_What to work on_:
Please repeat the records exactly, keeping the pictures out.
##### Records shown
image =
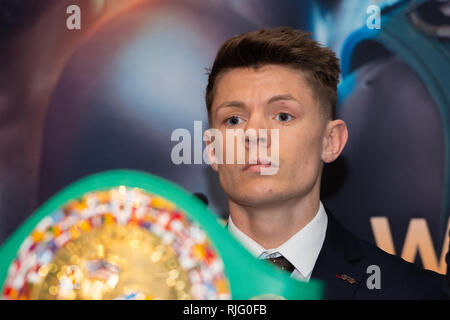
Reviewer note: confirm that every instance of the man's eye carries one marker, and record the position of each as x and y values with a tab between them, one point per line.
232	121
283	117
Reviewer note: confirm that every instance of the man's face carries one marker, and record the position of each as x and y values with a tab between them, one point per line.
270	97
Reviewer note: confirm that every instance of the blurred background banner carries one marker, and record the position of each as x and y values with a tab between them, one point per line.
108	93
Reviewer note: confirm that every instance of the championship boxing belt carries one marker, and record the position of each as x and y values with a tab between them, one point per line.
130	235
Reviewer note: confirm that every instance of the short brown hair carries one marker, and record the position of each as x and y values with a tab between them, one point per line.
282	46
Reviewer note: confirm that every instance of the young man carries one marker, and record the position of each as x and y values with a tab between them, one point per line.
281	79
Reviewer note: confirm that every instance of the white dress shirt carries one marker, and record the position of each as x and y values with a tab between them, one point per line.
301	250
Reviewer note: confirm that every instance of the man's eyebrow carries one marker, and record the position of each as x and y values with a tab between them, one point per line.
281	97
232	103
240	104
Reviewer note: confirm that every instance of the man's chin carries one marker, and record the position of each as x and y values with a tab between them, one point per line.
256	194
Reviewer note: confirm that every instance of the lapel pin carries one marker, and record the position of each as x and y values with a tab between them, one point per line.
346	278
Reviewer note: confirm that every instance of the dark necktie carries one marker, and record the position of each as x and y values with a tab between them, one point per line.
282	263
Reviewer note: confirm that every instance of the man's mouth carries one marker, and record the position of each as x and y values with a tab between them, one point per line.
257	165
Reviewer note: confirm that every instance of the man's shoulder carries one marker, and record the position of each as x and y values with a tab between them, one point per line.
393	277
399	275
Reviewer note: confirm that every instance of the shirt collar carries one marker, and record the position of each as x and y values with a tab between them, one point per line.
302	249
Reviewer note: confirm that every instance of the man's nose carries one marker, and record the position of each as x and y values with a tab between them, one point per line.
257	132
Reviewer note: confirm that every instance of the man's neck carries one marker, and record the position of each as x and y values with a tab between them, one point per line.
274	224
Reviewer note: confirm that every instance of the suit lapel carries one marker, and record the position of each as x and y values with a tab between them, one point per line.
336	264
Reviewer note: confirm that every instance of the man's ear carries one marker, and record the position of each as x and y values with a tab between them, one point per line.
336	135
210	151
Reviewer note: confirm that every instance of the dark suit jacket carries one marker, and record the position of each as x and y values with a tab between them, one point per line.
##########
_Result of this exercise_:
image =
Reviewer note: confirm that every instance of the man's eye carries one marker, and record the position of each as x and y values with a tab between them, one point per line.
232	121
283	117
Reviewer note: confirm that every instance of the man's face carries one marker, and record the position of each as x and y values with a tab between them, one point per line.
270	97
Reviewer note: confirm that every instance of the blurred background banner carries one marker, and record the position of each as x and y values with a tab between them, one point per line.
108	93
Reviewer note: confirm that every instance of the championship boxing belt carries one marker, and record the position of each as x and y values with a tab between them, one point per line.
130	235
Reviewer note: confirm that every instance of the short brown hair carries one marker, and record the position of each as x and y values with a tab between them, one point per line.
282	46
Reviewer note: confirm that every instance of the young man carries one marker, and record the position of each as x and y values with a tab between them, one point per line.
281	79
Reviewer note: confirm that every instance of the white dress shirt carries one marker, and record the position of each as x and y values with a tab between them, one point per line.
301	250
Reviewer note: confirm that every instance of the man's eyebrow carries one marker, and record the position of each as x and y values with a tab between them, one point per line.
281	97
232	103
240	104
Reviewer note: confirm that every instance of the man's chin carries one marker, and record the position of each as x and y values with a tab between them, one point per line.
256	194
Reviewer note: confirm that every instance of the lapel pin carries one marker, and record the position of each as x and y values with a tab between them, one point per line.
346	278
Reviewer note: confirm that every instance of the dark necktie carries one marker, and record the position of each as x and y values with a tab between them, one point per line.
282	263
Reviewer note: confirm that every instance of the man's mouth carries one marker, and record the position of each as x and y values with a tab between them, one point per line.
257	165
Reviewer note: confirm that every instance of the man's shoulder carries one marker, and record the position of each as x and y values with a tab between them, one point per line.
393	277
399	275
Reviewer note: confirm that every instance of the shirt collar carries one marker, and record the position of each as x and y values with a tab between them, one point per line.
302	249
Reviewer note: confirm that every instance of the man's nose carries one marker, and record the position of each as x and y values with a tab between them, one point per line.
257	132
Reviewer note: confirm that every instance of the man's neck carries one marker, and record the position of each as x and y values with a tab between them, one point per line.
274	224
Reviewer note: confirm that every instance of the suit lapel carries one marker, and record the position of each as x and y values with a tab between them, one point per line.
336	264
Reviewer note: confirm that every instance of the man's ear carries one marker, and record the position of each as x and y values with a tab between them, one point per line.
336	135
210	151
Reviewer note: confirm that every instance of the dark suit jacket carries one marker, and record the position of each as x and y values with a tab between them, one point per line.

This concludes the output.